— BEGIN SUPPLIED DATA —

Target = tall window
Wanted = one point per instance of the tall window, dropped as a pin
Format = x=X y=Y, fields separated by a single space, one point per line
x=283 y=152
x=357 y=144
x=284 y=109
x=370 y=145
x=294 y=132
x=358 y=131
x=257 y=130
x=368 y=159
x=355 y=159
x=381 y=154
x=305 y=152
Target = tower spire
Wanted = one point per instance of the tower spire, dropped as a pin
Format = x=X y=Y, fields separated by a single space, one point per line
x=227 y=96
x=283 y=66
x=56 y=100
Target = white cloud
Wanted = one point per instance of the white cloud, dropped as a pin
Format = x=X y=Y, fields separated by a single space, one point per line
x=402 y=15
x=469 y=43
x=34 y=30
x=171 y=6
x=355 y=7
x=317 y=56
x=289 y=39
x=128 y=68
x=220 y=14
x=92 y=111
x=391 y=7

— END SUPPLIED DATA —

▶ [CHALLENGE]: Output every line of the rows above as a Markdown table with two columns, Number and Line, where Number counts the lines in order. Leave out any blank lines.

▶ [TASK RESULT]:
| Number | Line |
|---|---|
| 1 | Target = tall window |
| 2 | Wanted = one point per instance of the tall window, dropped as a pin |
| 3 | Format = x=X y=Y, fields separated by a single space, one point per line |
| 4 | x=283 y=152 |
| 5 | x=357 y=144 |
| 6 | x=284 y=109 |
| 7 | x=370 y=145 |
| 8 | x=294 y=132 |
| 9 | x=358 y=131 |
| 10 | x=257 y=130 |
| 11 | x=368 y=159 |
| 12 | x=355 y=159 |
| 13 | x=381 y=154 |
| 14 | x=305 y=152 |
| 15 | Target = tower spire |
| 16 | Wanted = one point per instance of the tower spire, dropped as a pin |
| 17 | Format = x=X y=Y, fields separated by a single space, one point per line |
| 18 | x=227 y=96 |
| 19 | x=283 y=66 |
| 20 | x=56 y=100 |
| 21 | Target = white cloud |
| 22 | Wanted = one point per instance of the white cloud, dropped as a pin |
| 23 | Format = x=X y=Y, fields separated by a single space, one point per line |
| 24 | x=402 y=15 |
| 25 | x=469 y=43 |
| 26 | x=34 y=30 |
| 27 | x=171 y=6 |
| 28 | x=355 y=7 |
| 29 | x=317 y=56 |
| 30 | x=289 y=39 |
| 31 | x=128 y=68 |
| 32 | x=220 y=14 |
| 33 | x=92 y=111 |
| 34 | x=391 y=7 |